== WHAT TO PRODUCE ==
Given the entries below, copy each of them out exactly.

== RECORDED INFORMATION ==
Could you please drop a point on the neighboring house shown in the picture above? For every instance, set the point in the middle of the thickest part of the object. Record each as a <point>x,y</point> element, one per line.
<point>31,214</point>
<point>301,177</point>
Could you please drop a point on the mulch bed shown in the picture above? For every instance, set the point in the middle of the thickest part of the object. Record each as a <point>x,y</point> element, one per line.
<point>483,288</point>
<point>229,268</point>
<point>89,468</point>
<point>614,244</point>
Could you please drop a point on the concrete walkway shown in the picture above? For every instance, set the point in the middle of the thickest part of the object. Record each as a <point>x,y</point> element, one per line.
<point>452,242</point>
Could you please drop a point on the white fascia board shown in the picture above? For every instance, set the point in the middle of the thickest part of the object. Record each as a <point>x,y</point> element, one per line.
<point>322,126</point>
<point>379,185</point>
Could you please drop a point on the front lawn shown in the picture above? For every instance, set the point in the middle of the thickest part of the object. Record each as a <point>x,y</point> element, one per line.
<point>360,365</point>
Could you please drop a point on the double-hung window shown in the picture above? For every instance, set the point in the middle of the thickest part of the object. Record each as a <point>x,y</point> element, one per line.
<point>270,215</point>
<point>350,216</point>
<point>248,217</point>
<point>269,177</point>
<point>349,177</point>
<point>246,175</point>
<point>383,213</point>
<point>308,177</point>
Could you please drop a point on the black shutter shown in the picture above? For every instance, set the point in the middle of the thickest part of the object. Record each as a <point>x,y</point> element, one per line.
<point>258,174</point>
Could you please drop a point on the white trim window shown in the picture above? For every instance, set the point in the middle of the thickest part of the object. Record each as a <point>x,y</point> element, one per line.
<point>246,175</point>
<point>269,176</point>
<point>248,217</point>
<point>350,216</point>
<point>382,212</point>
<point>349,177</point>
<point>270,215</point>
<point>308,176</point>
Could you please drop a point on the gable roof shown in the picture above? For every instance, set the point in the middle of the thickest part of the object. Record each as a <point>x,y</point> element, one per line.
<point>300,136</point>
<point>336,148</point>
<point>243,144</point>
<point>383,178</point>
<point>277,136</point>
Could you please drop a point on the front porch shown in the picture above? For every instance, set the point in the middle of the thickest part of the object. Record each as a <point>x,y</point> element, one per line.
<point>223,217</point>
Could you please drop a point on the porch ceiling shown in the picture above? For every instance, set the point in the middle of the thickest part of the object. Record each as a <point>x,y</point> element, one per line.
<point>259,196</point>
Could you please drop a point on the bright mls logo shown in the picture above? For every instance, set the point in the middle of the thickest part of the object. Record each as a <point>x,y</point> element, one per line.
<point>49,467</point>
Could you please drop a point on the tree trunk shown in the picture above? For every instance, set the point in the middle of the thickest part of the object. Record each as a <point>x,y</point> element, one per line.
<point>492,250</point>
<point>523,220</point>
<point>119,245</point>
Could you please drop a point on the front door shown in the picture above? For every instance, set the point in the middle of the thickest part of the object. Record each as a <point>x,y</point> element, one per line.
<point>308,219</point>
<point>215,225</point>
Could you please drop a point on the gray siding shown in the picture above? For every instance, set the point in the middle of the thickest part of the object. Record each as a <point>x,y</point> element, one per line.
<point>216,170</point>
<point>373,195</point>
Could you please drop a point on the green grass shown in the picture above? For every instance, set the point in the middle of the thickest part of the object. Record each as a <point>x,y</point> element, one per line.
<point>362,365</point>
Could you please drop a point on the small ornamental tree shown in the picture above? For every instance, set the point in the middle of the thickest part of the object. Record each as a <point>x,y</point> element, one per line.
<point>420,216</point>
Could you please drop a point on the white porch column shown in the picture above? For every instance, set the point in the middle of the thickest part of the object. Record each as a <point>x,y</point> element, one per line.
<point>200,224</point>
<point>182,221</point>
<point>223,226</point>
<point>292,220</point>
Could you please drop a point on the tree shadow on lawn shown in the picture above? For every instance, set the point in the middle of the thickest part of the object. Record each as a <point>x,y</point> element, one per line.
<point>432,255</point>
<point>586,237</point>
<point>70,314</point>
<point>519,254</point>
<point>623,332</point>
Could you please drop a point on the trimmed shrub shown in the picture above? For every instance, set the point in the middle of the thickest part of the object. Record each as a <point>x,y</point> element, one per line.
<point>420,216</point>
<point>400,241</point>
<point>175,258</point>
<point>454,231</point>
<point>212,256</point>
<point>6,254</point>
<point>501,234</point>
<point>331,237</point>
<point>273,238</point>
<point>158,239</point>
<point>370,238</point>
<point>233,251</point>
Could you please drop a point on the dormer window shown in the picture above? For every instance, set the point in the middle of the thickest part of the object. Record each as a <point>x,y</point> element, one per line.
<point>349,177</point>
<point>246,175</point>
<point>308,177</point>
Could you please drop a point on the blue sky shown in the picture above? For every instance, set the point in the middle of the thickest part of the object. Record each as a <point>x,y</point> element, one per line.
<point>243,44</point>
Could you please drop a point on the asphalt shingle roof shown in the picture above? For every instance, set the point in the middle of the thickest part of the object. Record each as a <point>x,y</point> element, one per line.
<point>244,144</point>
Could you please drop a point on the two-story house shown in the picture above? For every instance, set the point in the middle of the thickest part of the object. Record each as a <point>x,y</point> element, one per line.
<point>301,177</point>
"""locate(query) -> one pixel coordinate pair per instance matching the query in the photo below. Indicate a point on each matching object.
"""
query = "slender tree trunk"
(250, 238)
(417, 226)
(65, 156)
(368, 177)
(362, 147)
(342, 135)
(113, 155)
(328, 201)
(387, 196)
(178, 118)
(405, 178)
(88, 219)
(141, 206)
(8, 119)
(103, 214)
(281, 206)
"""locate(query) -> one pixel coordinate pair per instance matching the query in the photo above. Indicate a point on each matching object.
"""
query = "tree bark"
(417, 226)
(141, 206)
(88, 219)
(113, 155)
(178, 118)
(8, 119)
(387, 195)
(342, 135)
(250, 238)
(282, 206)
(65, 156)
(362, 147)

== ANSWER BOX ==
Could you please drop a point on the neighboring house shown in the picture above? For every instance, set the point in the middle of the thickest part of the object. Record each as a <point>x,y</point> element, one per line.
<point>31,214</point>
<point>301,177</point>
Could you please drop a point on the mulch bed shown in the picture above? For every instance, set the point in the middle of the thickest part of the object. Record each as a <point>x,y</point> element, one per line.
<point>483,288</point>
<point>229,268</point>
<point>89,468</point>
<point>614,244</point>
Could you please drop a point on the concrete walkway shown in the picture above? For every instance, set the point in the middle of the thickest part of the object. Record each as a <point>x,y</point> element, one per line.
<point>452,242</point>
Could you please drop a point on the white fascia board shown in the picture above? For every instance, set the point in the middle of the thickest part of the object. Record each as a <point>x,y</point> element, one per line.
<point>322,126</point>
<point>379,185</point>
Could you please drop a point on the front lawn shown in the picture above? For every instance, set the point in the middle of the thickest part of the object. Record each as a <point>x,y</point> element, one per line.
<point>360,365</point>
Could you please drop a point on the double-hung window shown in the picture above? For every instance, set the point in the middle of the thickest part of the object. Record each as a <point>x,y</point> element, one per line.
<point>270,215</point>
<point>350,216</point>
<point>248,217</point>
<point>269,177</point>
<point>349,177</point>
<point>246,175</point>
<point>383,213</point>
<point>308,177</point>
Could you please drop a point on the black shutter shown in the picture above? For every instance, set the point in the middle of the thickest part of the object. Record each as a <point>x,y</point> element, one per line.
<point>258,174</point>
Could you please drop a point on the white trim window shown in the picture above? For every instance, set the point in the middle of the thickest part of the object. Record each as a <point>x,y</point> element, one per line.
<point>246,175</point>
<point>269,176</point>
<point>248,217</point>
<point>350,216</point>
<point>382,212</point>
<point>349,177</point>
<point>270,215</point>
<point>308,176</point>
Could you please drop a point on the gable roof shown in the picture above? For every instance, set the point in the middle of the thickest part of the object. Record each as a <point>x,y</point> element, one per line.
<point>300,136</point>
<point>336,148</point>
<point>243,144</point>
<point>383,178</point>
<point>277,136</point>
Could you please drop a point on the front porch shown in the picture above? For every instance, set the point in the middle of the thickest part of the object. Record each as a <point>x,y</point> element, one per line.
<point>223,217</point>
Could you please drop a point on the porch ceiling shown in the picture above? For every instance, set the point in the middle of the thickest part of the object. Record each as a <point>x,y</point> element, one per line.
<point>259,196</point>
Could you please drop a point on the bright mls logo shown in the picture above? For every instance, set the point in the middle of the thickest part of the object. Record each as a <point>x,y</point> element, one per line.
<point>49,467</point>
Could you please drop a point on the tree trunk shown in the picture above? For every instance, set the point in the middle of the thickest part of the object. Record each as a <point>x,y</point> element, one per line.
<point>492,250</point>
<point>523,220</point>
<point>119,245</point>
Could you please drop a point on the front door shown in the picture above? For every instance, set the point in the middle of the thickest part of the object. Record each as a <point>x,y</point> element, one per line.
<point>308,219</point>
<point>215,225</point>
Could you please drop a point on the gray siding shown in the picture above? For every instance, set the point in the middle of the thickest part of the object. Record each as a <point>x,y</point> element, one per line.
<point>216,170</point>
<point>373,195</point>
Could you please drop a point on the green grass shown in the picture above? For every instance, set the point in the middle of the thickest part of the object. Record each as a <point>x,y</point> element, one per line.
<point>362,365</point>
Could you please drop a point on the small ornamental tree shown in the picture above? For every instance, set the point in the middle of the thickest part of the object. Record each as a <point>x,y</point> element, one per line.
<point>420,216</point>
Could you please drop a point on the white porch column shown in the picture above? For every instance, set the point in the middle of the thickest part of the object. Record each as a <point>x,y</point> element, one per line.
<point>200,224</point>
<point>182,221</point>
<point>223,226</point>
<point>292,220</point>
Could you please drop a point on the tree shadow on lawn shown in the picture above? For every instance, set the point in the middle of the thickest part of the object. Record each as a <point>x,y</point> element, one per line.
<point>432,255</point>
<point>586,237</point>
<point>70,314</point>
<point>519,254</point>
<point>623,332</point>
Could you please drop a point on the trimmed shrub shown in the picture above? For every instance, set the point in the middle of the thickest part of the object. Record each as a <point>x,y</point> element, one per line.
<point>420,216</point>
<point>400,241</point>
<point>175,258</point>
<point>454,231</point>
<point>212,256</point>
<point>6,254</point>
<point>501,234</point>
<point>331,237</point>
<point>273,238</point>
<point>158,239</point>
<point>370,238</point>
<point>233,251</point>
Could you please drop a point on the dormer window shown in the picture above? For every instance, set the point in the middle of the thickest part of the object. Record each as a <point>x,y</point> element, one per line.
<point>349,177</point>
<point>246,175</point>
<point>308,177</point>
Could you please drop a point on the blue sky shown in the picture above? For every instance, set the point in the middle of the thickest part of the object. Record each as a <point>x,y</point> element, one per line.
<point>243,44</point>
Could you please drop a point on the asphalt shingle roof shown in the picture above? For every instance, set the point in the middle of the thickest part of the object. Record each as a <point>x,y</point> element, one per line.
<point>244,144</point>
Could you please drop a point on the two-story house shown in the picture above? For every instance, set the point in the middle of the thickest part of the object. Record each as a <point>x,y</point> element, one per line.
<point>301,177</point>
"""locate(query) -> one pixel coordinate pair per instance matching the query in the photo below. Indicate a point on each matching object.
"""
query = "slender tree trunk"
(250, 238)
(417, 226)
(65, 156)
(368, 177)
(362, 147)
(342, 135)
(113, 155)
(328, 201)
(387, 196)
(178, 118)
(405, 178)
(88, 219)
(141, 206)
(8, 119)
(103, 214)
(281, 206)
"""locate(query) -> one pixel coordinate pair per instance matching the query in the photo above. Indicate a point on each matching object.
"""
query = "tree bark"
(417, 226)
(141, 206)
(88, 219)
(113, 155)
(178, 118)
(8, 119)
(387, 195)
(342, 135)
(250, 238)
(282, 206)
(65, 156)
(362, 147)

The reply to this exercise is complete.